[WRITTEN INSTRUCTION A] Report how many lines of the entries below contain the string "surface". Case counts.

[TEXT PROVIDED]

Another option besides escape is to be released. Perhaps someone with power or influence needs some deed done, dirt cheap, and here are some conviently located & conveniently expendable resources that might be able to do the job.


----------



## Celebrim (Jan 28, 2010)

I guess it depends on how gritty your campaign is.  I can see hung from the neck until dead as a possible outcome here, although I'd assume you want to avoid a TPK.

In my campaign, the most likely outcome is that they would become toys of some secret faction way above their current weight class with an unrevealed agenda who would arrange for them to be 'released from custody' through bribery, forgery, and/or charm spells and then force them to do skullduggery for them in the role of expendable slave.

Scenario #1:  Whoever is capable of putting the PC's into a donjon against there will is probably more than capable of keeping them there.  In a world filled with magic and superheroes, they won't be the first mighty individuals to be thrown in a lock up.  Someone will know how to take care of them.  Escape is going to require extreme creativity because anything obvious that they think up is certainly going to be such a common ploy that the guild of gaolers/executioners/tortorurers/whatever have had thwarting it as part of their art for thousands of years, and any such attempts will just amuse them.  It will turn out a betting pool has been set up as to what sort of trick they will try first.  I consider this the most likely scenario, based on what you describe. 

My solution here would be to make them sweat it for a few hours describing their incarceration, sentencing, etc. and see if they can surprise you.  If they can't, let them rot in jail for a few weeks game time and then bring on the deus ex machina.

Variant A: Their liberators are villains, although that may not be clear from the start given the layers of deciet and intrigue.  The trick here will be surviving long enough in the hands of ruthless bad guys who have more or less complete control over their lives, knowing that they can't go back to the good guys for help, until such time as they can turn the tables on the villains, spoil their plans, and win for themselves a repreive from the grateful rulers.

Object point labels
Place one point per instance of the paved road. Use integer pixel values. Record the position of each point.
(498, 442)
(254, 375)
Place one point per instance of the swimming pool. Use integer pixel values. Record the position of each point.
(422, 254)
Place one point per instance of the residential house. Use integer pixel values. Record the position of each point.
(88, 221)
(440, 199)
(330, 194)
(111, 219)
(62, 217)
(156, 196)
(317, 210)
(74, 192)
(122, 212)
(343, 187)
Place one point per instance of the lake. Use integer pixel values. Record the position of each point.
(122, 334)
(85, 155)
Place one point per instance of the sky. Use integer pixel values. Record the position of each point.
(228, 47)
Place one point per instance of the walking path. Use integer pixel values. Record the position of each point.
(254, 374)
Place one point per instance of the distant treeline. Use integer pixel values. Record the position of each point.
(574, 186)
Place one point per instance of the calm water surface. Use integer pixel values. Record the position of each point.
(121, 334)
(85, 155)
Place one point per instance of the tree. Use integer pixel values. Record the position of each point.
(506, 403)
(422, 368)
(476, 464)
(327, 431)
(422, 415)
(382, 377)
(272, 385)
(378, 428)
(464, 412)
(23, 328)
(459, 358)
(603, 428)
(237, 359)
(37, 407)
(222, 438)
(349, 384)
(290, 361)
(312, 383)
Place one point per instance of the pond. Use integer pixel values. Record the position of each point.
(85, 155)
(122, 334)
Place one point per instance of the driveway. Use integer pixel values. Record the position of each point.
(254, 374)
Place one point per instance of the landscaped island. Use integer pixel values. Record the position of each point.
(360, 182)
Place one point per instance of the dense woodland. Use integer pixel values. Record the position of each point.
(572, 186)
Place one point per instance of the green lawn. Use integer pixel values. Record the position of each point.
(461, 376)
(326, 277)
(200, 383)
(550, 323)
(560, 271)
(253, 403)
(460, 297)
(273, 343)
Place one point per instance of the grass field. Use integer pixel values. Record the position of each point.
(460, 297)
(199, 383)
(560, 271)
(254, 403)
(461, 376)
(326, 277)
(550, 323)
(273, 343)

==

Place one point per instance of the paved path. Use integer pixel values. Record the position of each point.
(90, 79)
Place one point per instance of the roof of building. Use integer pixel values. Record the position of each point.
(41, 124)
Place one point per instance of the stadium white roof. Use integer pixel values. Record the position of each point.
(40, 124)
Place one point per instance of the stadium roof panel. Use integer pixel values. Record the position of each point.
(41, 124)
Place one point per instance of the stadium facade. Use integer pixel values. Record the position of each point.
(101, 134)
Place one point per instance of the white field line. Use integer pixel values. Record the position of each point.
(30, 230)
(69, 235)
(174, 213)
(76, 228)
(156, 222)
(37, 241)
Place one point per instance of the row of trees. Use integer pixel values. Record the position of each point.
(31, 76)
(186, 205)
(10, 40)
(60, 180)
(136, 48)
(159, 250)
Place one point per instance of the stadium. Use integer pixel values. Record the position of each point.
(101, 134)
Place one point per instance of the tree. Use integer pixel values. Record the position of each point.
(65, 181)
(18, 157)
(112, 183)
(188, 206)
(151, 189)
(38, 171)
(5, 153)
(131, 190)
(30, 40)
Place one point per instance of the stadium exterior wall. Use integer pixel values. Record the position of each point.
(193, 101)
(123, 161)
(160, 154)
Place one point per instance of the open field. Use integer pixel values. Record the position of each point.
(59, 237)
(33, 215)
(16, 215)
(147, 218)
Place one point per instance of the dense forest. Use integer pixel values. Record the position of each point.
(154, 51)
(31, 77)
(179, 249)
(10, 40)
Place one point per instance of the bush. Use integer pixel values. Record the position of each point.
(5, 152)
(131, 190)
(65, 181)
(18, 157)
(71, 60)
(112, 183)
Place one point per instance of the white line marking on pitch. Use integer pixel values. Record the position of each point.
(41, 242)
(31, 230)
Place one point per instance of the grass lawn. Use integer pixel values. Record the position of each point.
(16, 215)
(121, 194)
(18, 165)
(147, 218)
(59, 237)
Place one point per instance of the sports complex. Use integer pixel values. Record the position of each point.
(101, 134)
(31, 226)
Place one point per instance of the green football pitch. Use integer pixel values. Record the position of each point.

--

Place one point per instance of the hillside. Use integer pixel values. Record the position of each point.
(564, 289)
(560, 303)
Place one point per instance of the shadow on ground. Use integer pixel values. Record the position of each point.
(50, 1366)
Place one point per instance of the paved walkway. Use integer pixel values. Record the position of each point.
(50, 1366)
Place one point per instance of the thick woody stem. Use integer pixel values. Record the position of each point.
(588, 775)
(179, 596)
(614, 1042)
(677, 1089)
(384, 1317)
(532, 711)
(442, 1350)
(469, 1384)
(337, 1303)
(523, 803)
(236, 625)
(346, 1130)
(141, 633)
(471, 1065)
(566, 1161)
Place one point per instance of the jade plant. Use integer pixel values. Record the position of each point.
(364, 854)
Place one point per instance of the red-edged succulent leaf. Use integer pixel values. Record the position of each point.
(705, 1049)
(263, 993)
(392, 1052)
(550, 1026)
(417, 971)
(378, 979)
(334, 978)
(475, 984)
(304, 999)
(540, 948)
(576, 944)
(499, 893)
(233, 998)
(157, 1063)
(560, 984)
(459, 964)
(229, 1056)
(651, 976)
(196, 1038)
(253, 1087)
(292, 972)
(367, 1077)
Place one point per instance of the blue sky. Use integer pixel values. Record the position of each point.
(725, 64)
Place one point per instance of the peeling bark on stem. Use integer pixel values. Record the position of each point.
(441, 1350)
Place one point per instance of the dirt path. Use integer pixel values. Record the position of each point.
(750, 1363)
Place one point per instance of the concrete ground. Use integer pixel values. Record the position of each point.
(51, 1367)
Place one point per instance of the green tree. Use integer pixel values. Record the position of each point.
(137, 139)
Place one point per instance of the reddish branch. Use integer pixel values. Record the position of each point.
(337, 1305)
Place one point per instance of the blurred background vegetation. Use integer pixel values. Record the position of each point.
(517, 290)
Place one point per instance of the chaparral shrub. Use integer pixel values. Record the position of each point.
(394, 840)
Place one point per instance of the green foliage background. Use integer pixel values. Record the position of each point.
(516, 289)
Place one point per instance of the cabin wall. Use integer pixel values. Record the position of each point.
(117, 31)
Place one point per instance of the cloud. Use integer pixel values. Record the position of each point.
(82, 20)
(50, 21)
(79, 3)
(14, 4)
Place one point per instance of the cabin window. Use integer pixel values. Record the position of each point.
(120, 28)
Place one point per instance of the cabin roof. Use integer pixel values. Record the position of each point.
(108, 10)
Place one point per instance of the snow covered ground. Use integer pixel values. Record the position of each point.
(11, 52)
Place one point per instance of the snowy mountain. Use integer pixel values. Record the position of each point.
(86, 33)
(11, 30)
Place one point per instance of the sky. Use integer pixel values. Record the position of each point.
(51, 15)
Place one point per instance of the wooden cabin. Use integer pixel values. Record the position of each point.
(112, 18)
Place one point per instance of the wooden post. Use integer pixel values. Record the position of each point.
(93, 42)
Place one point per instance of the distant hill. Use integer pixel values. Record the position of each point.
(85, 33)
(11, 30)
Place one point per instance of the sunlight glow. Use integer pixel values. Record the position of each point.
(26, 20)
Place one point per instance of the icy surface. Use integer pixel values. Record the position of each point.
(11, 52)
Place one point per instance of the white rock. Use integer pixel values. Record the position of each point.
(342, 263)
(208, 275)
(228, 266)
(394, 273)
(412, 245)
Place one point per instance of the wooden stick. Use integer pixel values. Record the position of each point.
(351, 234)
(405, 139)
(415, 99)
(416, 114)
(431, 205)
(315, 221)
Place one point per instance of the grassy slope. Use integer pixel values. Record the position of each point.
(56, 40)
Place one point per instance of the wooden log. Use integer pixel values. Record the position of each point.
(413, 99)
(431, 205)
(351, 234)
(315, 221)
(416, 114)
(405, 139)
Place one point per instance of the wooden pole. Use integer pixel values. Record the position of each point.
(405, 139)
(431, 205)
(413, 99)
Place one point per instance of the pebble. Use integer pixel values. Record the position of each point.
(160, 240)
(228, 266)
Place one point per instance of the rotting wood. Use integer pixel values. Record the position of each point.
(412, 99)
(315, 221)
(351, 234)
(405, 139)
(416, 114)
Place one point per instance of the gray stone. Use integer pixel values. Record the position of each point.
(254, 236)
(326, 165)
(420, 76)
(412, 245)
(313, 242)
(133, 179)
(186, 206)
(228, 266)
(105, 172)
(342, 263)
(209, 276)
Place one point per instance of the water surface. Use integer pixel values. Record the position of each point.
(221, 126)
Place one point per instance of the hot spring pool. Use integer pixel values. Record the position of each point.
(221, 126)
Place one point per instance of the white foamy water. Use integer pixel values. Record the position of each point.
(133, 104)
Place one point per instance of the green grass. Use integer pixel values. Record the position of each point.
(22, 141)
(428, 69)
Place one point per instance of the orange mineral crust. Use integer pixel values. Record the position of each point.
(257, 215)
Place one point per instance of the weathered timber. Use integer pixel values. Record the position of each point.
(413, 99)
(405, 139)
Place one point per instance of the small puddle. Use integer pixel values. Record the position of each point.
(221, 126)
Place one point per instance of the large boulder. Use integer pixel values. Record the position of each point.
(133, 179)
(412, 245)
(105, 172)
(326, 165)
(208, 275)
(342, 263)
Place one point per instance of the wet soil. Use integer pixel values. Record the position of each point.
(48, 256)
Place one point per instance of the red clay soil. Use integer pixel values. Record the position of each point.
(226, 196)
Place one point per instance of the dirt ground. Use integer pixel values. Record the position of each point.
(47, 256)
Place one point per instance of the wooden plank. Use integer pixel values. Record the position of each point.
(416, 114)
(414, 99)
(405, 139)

[WRITTEN INSTRUCTION B] List the means the forum thread names by which a secret faction would arrange for the characters to be released from custody.

[WORKED SOLUTION A] 3

[WORKED SOLUTION B] Bribery, forgery, charm spells